▶ _Task directions_
Every record should be written out exactly, please.

Named-object pointing records:
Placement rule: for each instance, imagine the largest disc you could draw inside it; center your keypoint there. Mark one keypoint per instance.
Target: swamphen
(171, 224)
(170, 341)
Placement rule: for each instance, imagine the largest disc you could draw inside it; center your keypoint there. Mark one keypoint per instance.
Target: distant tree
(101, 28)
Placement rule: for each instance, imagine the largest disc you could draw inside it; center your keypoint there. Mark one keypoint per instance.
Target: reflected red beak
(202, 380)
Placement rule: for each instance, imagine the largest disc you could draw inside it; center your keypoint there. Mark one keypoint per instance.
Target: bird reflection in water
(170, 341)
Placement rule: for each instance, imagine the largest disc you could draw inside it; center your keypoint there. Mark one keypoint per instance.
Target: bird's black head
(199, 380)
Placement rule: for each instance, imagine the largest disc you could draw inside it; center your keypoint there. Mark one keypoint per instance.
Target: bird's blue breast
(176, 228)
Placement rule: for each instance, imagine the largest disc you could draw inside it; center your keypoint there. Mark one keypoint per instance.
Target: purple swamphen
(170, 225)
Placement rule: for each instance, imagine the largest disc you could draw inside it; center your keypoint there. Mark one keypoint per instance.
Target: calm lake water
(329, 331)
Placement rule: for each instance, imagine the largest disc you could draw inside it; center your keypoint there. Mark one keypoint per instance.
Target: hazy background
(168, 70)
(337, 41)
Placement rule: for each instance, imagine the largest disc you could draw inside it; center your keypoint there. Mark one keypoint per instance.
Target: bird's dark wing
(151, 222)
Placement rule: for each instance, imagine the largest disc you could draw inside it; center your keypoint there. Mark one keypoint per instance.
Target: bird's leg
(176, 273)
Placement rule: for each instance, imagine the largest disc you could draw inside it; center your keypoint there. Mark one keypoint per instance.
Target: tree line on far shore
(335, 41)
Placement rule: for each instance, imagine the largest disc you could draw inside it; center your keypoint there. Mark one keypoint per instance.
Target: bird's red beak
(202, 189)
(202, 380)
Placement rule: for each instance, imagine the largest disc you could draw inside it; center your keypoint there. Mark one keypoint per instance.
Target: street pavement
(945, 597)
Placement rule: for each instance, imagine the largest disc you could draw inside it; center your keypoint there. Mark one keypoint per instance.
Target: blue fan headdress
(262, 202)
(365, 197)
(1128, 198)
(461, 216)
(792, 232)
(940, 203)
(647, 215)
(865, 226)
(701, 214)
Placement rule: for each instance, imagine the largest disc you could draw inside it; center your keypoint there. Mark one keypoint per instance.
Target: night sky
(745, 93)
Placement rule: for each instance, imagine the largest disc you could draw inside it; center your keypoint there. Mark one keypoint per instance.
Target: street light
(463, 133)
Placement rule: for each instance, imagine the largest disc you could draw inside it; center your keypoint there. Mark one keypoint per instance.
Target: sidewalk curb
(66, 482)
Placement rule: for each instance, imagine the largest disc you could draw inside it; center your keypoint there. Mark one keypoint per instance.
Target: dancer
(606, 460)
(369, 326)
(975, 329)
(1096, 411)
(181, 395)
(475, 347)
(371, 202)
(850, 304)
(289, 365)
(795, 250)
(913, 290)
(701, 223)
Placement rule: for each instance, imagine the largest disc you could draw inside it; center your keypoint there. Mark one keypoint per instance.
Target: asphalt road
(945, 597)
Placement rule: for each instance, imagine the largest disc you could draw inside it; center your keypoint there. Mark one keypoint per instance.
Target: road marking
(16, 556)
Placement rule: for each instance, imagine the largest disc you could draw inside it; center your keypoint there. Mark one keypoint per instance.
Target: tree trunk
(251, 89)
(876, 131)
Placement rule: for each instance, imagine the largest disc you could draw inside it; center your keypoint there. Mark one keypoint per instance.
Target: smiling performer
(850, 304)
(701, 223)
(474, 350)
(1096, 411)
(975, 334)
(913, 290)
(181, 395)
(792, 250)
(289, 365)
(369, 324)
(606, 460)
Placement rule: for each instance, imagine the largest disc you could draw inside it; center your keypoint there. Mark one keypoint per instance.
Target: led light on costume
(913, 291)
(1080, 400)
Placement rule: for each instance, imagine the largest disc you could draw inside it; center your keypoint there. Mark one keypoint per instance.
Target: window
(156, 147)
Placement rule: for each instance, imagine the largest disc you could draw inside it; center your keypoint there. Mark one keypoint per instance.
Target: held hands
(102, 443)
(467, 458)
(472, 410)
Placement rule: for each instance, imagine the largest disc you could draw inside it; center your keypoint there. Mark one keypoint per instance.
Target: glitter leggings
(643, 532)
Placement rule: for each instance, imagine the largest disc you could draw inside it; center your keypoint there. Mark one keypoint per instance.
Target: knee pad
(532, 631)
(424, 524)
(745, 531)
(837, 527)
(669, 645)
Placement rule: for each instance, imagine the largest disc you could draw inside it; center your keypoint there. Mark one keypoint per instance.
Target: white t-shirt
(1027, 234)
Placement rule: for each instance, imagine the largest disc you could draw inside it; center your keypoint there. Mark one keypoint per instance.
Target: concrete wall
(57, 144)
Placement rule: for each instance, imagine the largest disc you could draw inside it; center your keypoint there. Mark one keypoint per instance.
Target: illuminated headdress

▶ _Expected answer_
Placement rule: for each instance, imagine the largest disc you could draw inside it; center your keypoint there. Mark one keypoint per instance.
Target: swamphen
(171, 224)
(170, 341)
Placement rule: for each instance, imagine the largest disc you could draw inside it; center your keypoint there. Mark one keypoint per instance.
Target: distant tree
(101, 28)
Placement rule: for each instance, imagine the largest disc you could draw inside it; center your keypoint there. Mark one keypoint per instance.
Target: reflected red beak
(202, 380)
Placement rule: for each instance, imagine the largest disc you could draw inside it; center your keypoint there. Mark one keypoint per instance.
Target: bird reflection in water
(170, 341)
Placement rule: for each instance, imagine the largest disc you could draw inside it; center your keypoint there. Mark one keypoint per instance.
Target: bird's black head
(199, 380)
Placement rule: for each instance, imagine the largest disc you could draw inside it; center your keypoint there. Mark one keypoint per instance.
Target: bird's blue breast
(176, 228)
Placement rule: for each instance, imagine the largest disc you could draw inside it; center your keypoint there. Mark one keypoint per instance.
Target: purple swamphen
(170, 225)
Placement rule: for each instance, imagine the largest disc you could draw inside it; center your keypoint there. Mark one keypoint per instance.
Target: calm lake water
(329, 331)
Placement rule: for each instance, imagine the largest disc you could draw inside it; center your keypoint there. Mark one keypoint per instance.
Target: hazy background
(168, 70)
(337, 41)
Placement rule: for each instance, imagine the largest disc you could draw inside it; center your keypoint there. Mark one keypoint per instance.
Target: bird's dark wing
(151, 222)
Placement rule: for each instance, imagine the largest disc you could draw inside it; center your keypoint there. Mark one keypoint per instance.
Target: bird's leg
(176, 273)
Placement rule: for each instance, imagine the largest disc you could draw inside it; center your keypoint there. Mark one keypoint per instance.
Target: tree line on far shore
(335, 41)
Placement rule: for each instance, imagine the largest disc you could draw inside it; center your keypoint there. Mark one keypoint per instance.
Target: bird's red beak
(202, 189)
(202, 380)
Placement rule: for each instance, imagine the largest disc you could draw inside it; center your keypoint there. Mark one keypoint per instance.
Target: street pavement
(945, 597)
Placement rule: for each instance, imagine the largest disc you could draw inside it; center your keypoint there. Mark one keypoint per instance.
Target: blue fan headdress
(262, 202)
(365, 197)
(1128, 198)
(461, 216)
(792, 232)
(940, 203)
(647, 215)
(865, 226)
(701, 214)
Placement rule: for each instance, imagine the largest disc you could draw inside it; center your keypoint there. Mark one keypoint per instance.
Target: night sky
(745, 93)
Placement rule: for each instance, imagine the largest disc you could draw inside it; center your keypoint there. Mark one keypoint per instance.
Target: street light
(463, 133)
Placement rule: for each instance, imagine the largest disc you could draw inside it; center your keypoint there. Mark one keypoint per instance.
Target: sidewalk curb
(66, 482)
Placement rule: for each instance, imagine the largest disc you could draw inside it; center your keypoint there. Mark one keypoint per instance.
Target: dancer
(606, 460)
(369, 326)
(975, 329)
(1096, 411)
(181, 395)
(475, 347)
(371, 202)
(850, 304)
(289, 365)
(795, 250)
(913, 290)
(701, 223)
Placement rule: for each instance, imagine the largest disc you could draw inside it; center your keypoint there. Mark one keypoint per instance.
Target: asphalt road
(945, 597)
Placement rule: for each instance, imagine the largest disc you could draw inside it; center your keypoint there. Mark one keypoint per instance.
Target: road marking
(16, 556)
Placement rule: for each instance, imagine the largest disc you could draw inside it; center your keypoint there. Mark one keypoint per instance.
Target: tree trunk
(251, 89)
(876, 131)
Placement rule: for each instance, imagine the largest disc you could draw inside it; center your keypoint there. Mark one keypoint per instance.
Target: smiling performer
(850, 304)
(701, 223)
(474, 350)
(1096, 411)
(975, 334)
(913, 290)
(181, 395)
(792, 250)
(289, 365)
(369, 324)
(606, 460)
Placement rule: for each instance, imagine the largest disc you could draw inside it; center your keypoint there. Mark one keypoint per instance.
Target: led light on costume
(913, 291)
(1080, 400)
Placement rule: for each instance, imagine the largest disc you could draw inside it; center your keypoint there. Mark one keypoint per instance.
Target: window
(156, 147)
Placement rule: for each instance, imagine the largest disc you could draw inside it; center your keypoint there. Mark one keypoint per instance.
Target: held hands
(102, 443)
(467, 458)
(472, 410)
Placement rule: for each instance, imagine the largest disc you could draw inside it; center your keypoint there. Mark one keypoint per instance.
Target: glitter leggings
(643, 532)
Placement rule: for each instance, imagine the largest disc you could draw inside it; center your keypoint there. Mark one keypoint per instance.
Target: knee pad
(532, 631)
(424, 524)
(745, 531)
(837, 527)
(669, 645)
Placement rule: for each instance, imagine the largest disc you could draw inside it; center your keypoint there. Mark one keypoint per instance.
Target: white t-shirt
(1027, 234)
Placement rule: for each instance, imagine the largest disc you could draw inside it; center your keypoint there. Mark one keypoint per instance.
Target: concrete wall
(57, 144)
Placement rule: for each instance, imagine the largest disc you could draw inside it; center your keypoint there. Mark one keypoint per instance.
Target: illuminated headdress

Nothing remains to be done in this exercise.